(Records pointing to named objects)
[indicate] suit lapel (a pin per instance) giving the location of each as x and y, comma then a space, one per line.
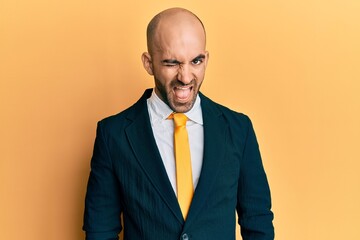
215, 130
143, 144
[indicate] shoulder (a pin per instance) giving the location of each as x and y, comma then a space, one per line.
125, 117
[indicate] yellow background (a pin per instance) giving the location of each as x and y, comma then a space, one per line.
292, 66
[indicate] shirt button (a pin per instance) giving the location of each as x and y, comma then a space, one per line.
185, 237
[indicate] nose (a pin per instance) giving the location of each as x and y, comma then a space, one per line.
185, 74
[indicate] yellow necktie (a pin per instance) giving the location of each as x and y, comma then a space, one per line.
184, 181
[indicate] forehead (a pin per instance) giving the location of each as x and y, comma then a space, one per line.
179, 39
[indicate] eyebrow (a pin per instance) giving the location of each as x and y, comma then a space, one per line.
174, 61
170, 61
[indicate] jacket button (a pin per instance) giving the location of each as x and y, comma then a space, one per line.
184, 237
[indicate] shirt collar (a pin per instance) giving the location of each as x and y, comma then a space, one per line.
161, 110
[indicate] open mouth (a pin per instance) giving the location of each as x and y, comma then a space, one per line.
183, 93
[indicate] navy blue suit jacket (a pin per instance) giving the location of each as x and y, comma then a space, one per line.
128, 177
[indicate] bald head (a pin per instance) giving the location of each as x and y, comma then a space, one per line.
172, 20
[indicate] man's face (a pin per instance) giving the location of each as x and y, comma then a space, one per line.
178, 63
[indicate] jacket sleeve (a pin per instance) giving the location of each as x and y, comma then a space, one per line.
102, 202
254, 201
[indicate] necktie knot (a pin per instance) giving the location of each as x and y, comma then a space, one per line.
179, 119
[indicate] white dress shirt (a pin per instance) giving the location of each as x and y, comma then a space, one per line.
163, 130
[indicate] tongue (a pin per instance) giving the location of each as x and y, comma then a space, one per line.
182, 94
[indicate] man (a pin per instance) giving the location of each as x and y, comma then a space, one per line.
135, 170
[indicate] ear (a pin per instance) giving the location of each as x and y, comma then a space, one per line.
147, 62
206, 58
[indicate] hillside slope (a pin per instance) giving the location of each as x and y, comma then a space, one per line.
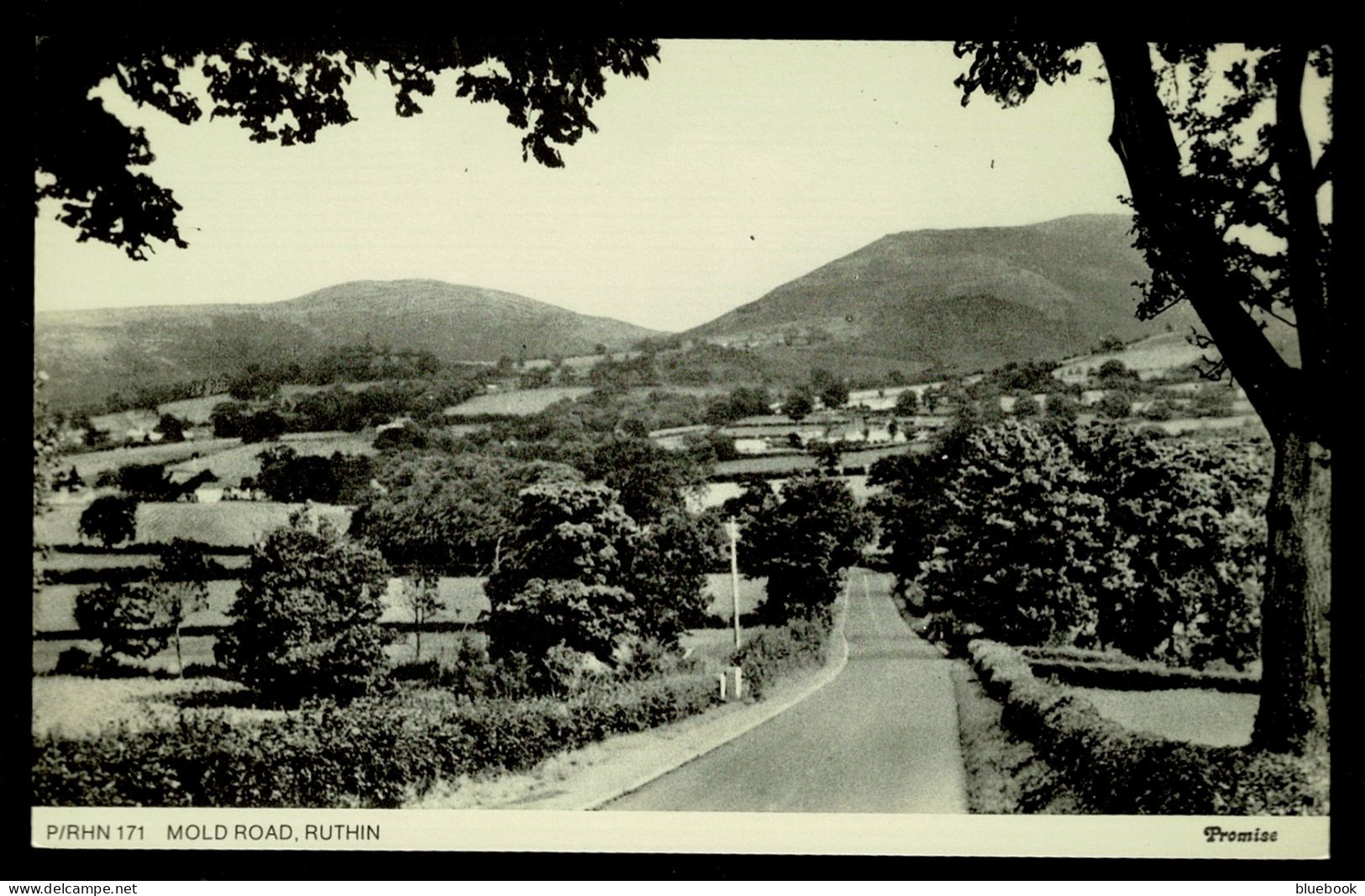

BRIEF -> Format the part of the records that opens with the line containing "[indicate] bald head" and runs through the end of the records as a Markdown table with two columns, Row and Line, numbering each line and giving its text. Skip blank lines and leave the pictures out.

TASK OUTPUT ->
| Row | Line |
|---|---|
| 1 | [indicate] bald head (a pin per instance) giving the location of each as x and y, comma then a space, one per line. |
| 2 | 172, 20 |
| 3 | [indicate] man's face (a pin per instance) giving the location of each as x and y, comma then a space, one per line. |
| 4 | 178, 63 |
| 5 | [indicate] jacket sleeve (a pin per instance) giving the location of each as x and y, comma then a space, one per line. |
| 6 | 102, 202 |
| 7 | 254, 201 |
| 8 | [indicate] necktie knot (a pin per instance) giving the location of each as x and y, comma then a space, one per line. |
| 9 | 179, 119 |
| 10 | [indicate] white dress shirt (a pin per instance) giving the location of each as x and y, comma then a space, one per line. |
| 11 | 163, 130 |
| 12 | [indicate] tongue (a pin per instance) giving the location of each as x and y, comma then a space, one per line. |
| 13 | 182, 94 |
| 14 | [indicate] man (a pin per instance) giving the location of each as x and y, comma then a space, one per line. |
| 15 | 135, 170 |
| 16 | [indicate] ear (a pin per instance) giving the location of each as x and y, comma then a space, one per line. |
| 17 | 147, 62 |
| 18 | 206, 58 |
| 19 | [indicate] hillside slope (a pin per instance) giving the location of each as x and y, comma then a space, one per line. |